→ WHAT YOU SHOULD DO: Please copy out the items below word for word, with every line unchanged.

→ PROVIDED DATA:
__________

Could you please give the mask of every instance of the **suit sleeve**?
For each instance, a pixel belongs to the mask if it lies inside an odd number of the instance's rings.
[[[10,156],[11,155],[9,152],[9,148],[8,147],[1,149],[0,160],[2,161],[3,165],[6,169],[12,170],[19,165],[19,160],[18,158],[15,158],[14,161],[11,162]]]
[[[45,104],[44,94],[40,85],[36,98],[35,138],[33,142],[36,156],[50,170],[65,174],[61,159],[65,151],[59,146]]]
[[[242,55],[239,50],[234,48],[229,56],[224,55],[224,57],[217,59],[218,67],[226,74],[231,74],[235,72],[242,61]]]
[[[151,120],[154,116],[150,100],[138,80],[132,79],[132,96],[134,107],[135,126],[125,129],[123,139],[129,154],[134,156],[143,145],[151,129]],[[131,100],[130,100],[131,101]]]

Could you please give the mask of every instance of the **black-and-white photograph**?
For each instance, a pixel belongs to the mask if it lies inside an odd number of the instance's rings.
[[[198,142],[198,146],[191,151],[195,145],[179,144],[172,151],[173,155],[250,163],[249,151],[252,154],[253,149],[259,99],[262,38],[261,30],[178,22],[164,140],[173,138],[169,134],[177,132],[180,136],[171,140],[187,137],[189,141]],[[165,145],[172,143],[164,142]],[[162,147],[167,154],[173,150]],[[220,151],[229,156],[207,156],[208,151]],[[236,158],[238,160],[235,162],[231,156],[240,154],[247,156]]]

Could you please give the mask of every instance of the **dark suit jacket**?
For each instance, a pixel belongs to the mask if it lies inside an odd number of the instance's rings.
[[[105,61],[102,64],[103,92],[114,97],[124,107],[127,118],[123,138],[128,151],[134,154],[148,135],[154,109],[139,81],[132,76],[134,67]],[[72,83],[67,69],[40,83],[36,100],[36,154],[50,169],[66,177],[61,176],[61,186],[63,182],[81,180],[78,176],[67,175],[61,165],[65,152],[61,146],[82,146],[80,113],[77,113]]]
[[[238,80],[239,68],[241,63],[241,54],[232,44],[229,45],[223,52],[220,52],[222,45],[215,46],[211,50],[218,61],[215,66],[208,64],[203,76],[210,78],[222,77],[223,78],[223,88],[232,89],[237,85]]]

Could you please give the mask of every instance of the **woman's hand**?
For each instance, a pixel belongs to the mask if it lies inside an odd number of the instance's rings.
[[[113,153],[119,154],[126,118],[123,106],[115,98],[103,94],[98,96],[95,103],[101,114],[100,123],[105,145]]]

__________

→ SOLUTION TO THIS EXERCISE:
Could you please give the mask of every instance of the **suit sleeve**?
For each instance, a pixel belongs to the mask if it lies inside an odd number of the instance's rings.
[[[10,156],[11,155],[9,152],[9,148],[8,147],[1,149],[0,160],[2,161],[3,165],[6,169],[12,170],[19,165],[19,160],[18,158],[15,158],[14,161],[11,162]]]
[[[45,104],[44,94],[40,85],[36,98],[35,138],[33,142],[36,156],[50,170],[65,174],[61,159],[65,151],[59,146]]]
[[[242,55],[239,50],[234,48],[229,56],[224,55],[224,57],[217,59],[218,67],[226,74],[231,74],[235,72],[242,61]]]
[[[151,120],[154,116],[150,100],[138,80],[132,79],[132,96],[134,107],[135,126],[125,129],[123,139],[129,154],[134,156],[143,145],[151,129]],[[131,100],[130,100],[131,101]]]

Could you please give the mask of every instance of the **black-and-white photograph**?
For each instance, a pixel belongs to the mask if it lies inside an odd number of the instance's rings.
[[[198,142],[198,146],[191,151],[195,145],[179,144],[172,151],[173,155],[250,163],[249,151],[252,154],[253,149],[259,99],[262,38],[261,30],[178,22],[164,140],[173,138],[169,134],[177,132],[180,136],[171,140],[187,137],[189,141]],[[165,145],[172,143],[164,142]],[[162,147],[167,154],[173,150]],[[220,151],[229,156],[207,156],[208,151]],[[236,158],[238,160],[235,162],[231,156],[240,154],[247,156]]]

Could you please give the mask of every instance of the **dark suit jacket**?
For each instance, a pixel belongs to the mask if it lies inside an odd number of the instance's rings.
[[[105,61],[102,64],[103,92],[114,97],[124,107],[127,118],[123,138],[128,151],[134,154],[148,135],[154,109],[139,81],[132,76],[134,67]],[[72,83],[67,69],[40,83],[36,100],[36,154],[50,169],[66,177],[61,176],[61,186],[63,182],[81,180],[78,176],[67,175],[61,165],[65,152],[61,146],[82,146],[80,113],[77,113]]]
[[[238,80],[239,68],[241,63],[241,54],[232,44],[229,45],[223,52],[220,52],[222,45],[215,46],[211,50],[218,61],[215,66],[208,64],[203,76],[210,78],[222,77],[223,78],[223,88],[232,89],[237,85]]]

Could you please give the mask of every instance of the **woman's hand**?
For each instance, a pixel belongs to the mask if it lies inside an odd number of the instance's rings.
[[[113,153],[119,154],[126,118],[123,106],[115,98],[103,94],[98,96],[95,103],[101,114],[100,123],[105,145]]]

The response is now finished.